** Exercise goal **
Pick out each line in the items below that contains the word "roof" and copy those lines.

== Data listing

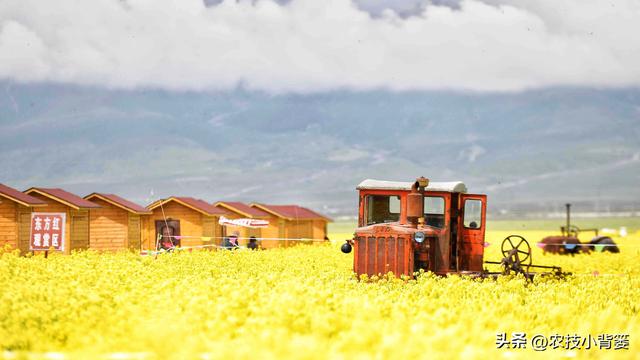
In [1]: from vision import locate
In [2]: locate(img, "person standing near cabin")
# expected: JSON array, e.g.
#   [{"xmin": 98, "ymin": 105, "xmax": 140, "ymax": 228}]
[
  {"xmin": 247, "ymin": 236, "xmax": 258, "ymax": 250},
  {"xmin": 229, "ymin": 231, "xmax": 240, "ymax": 250}
]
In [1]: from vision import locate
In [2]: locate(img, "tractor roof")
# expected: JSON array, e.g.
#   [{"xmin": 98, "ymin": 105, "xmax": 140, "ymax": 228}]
[{"xmin": 356, "ymin": 179, "xmax": 467, "ymax": 193}]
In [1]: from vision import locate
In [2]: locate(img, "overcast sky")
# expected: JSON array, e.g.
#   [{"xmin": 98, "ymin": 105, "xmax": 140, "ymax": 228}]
[{"xmin": 0, "ymin": 0, "xmax": 640, "ymax": 93}]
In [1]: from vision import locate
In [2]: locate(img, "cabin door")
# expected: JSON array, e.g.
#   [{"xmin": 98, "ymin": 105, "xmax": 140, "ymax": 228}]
[
  {"xmin": 156, "ymin": 219, "xmax": 180, "ymax": 249},
  {"xmin": 458, "ymin": 194, "xmax": 487, "ymax": 271}
]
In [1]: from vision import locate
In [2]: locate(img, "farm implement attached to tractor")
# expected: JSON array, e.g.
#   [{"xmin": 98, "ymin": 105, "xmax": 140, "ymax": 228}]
[{"xmin": 342, "ymin": 177, "xmax": 564, "ymax": 279}]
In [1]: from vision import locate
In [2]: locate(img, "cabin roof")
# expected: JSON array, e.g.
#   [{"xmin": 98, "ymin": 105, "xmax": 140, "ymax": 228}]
[
  {"xmin": 0, "ymin": 184, "xmax": 47, "ymax": 206},
  {"xmin": 213, "ymin": 201, "xmax": 269, "ymax": 218},
  {"xmin": 25, "ymin": 187, "xmax": 100, "ymax": 210},
  {"xmin": 356, "ymin": 179, "xmax": 467, "ymax": 193},
  {"xmin": 84, "ymin": 193, "xmax": 151, "ymax": 215},
  {"xmin": 147, "ymin": 196, "xmax": 229, "ymax": 216},
  {"xmin": 251, "ymin": 203, "xmax": 331, "ymax": 221}
]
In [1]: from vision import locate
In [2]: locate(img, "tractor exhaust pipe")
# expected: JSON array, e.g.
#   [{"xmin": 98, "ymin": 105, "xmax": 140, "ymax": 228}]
[{"xmin": 407, "ymin": 177, "xmax": 429, "ymax": 228}]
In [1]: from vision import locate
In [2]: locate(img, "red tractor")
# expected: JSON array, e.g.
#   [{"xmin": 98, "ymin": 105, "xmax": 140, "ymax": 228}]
[{"xmin": 342, "ymin": 177, "xmax": 561, "ymax": 278}]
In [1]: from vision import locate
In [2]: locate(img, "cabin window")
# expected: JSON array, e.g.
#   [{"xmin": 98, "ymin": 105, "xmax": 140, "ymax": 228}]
[
  {"xmin": 464, "ymin": 199, "xmax": 482, "ymax": 229},
  {"xmin": 365, "ymin": 195, "xmax": 400, "ymax": 225},
  {"xmin": 424, "ymin": 196, "xmax": 444, "ymax": 229}
]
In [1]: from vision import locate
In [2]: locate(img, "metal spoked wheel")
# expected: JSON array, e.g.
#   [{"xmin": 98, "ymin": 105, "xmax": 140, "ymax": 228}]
[
  {"xmin": 567, "ymin": 225, "xmax": 580, "ymax": 238},
  {"xmin": 501, "ymin": 235, "xmax": 531, "ymax": 275}
]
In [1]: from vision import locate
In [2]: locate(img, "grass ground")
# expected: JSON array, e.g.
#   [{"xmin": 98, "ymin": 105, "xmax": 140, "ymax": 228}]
[{"xmin": 0, "ymin": 218, "xmax": 640, "ymax": 359}]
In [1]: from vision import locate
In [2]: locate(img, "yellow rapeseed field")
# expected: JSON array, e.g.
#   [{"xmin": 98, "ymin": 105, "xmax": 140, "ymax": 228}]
[{"xmin": 0, "ymin": 226, "xmax": 640, "ymax": 359}]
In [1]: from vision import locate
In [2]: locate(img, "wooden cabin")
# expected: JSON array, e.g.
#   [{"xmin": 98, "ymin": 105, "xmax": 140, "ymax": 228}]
[
  {"xmin": 142, "ymin": 196, "xmax": 228, "ymax": 250},
  {"xmin": 250, "ymin": 203, "xmax": 331, "ymax": 247},
  {"xmin": 24, "ymin": 187, "xmax": 100, "ymax": 254},
  {"xmin": 213, "ymin": 201, "xmax": 278, "ymax": 249},
  {"xmin": 0, "ymin": 184, "xmax": 46, "ymax": 253},
  {"xmin": 84, "ymin": 193, "xmax": 151, "ymax": 251}
]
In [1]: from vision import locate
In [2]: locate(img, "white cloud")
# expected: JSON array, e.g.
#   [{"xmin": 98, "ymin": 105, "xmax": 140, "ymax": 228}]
[{"xmin": 0, "ymin": 0, "xmax": 640, "ymax": 92}]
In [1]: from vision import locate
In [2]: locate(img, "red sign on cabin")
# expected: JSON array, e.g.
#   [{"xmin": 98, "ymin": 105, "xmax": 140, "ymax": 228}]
[{"xmin": 29, "ymin": 213, "xmax": 67, "ymax": 251}]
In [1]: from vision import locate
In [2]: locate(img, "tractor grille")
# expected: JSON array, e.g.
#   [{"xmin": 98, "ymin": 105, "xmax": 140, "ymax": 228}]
[{"xmin": 354, "ymin": 236, "xmax": 409, "ymax": 276}]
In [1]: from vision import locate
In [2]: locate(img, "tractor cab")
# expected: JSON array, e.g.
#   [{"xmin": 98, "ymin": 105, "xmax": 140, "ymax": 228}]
[{"xmin": 343, "ymin": 177, "xmax": 487, "ymax": 276}]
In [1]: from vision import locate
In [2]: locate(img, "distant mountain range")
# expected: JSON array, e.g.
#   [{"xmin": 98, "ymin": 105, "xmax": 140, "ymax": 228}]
[{"xmin": 0, "ymin": 82, "xmax": 640, "ymax": 216}]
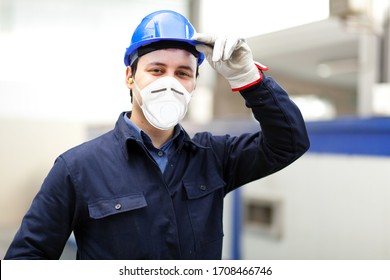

====

** Finished answer **
In [2]: locate(img, "tractor roof")
In [2]: locate(img, "cabin roof")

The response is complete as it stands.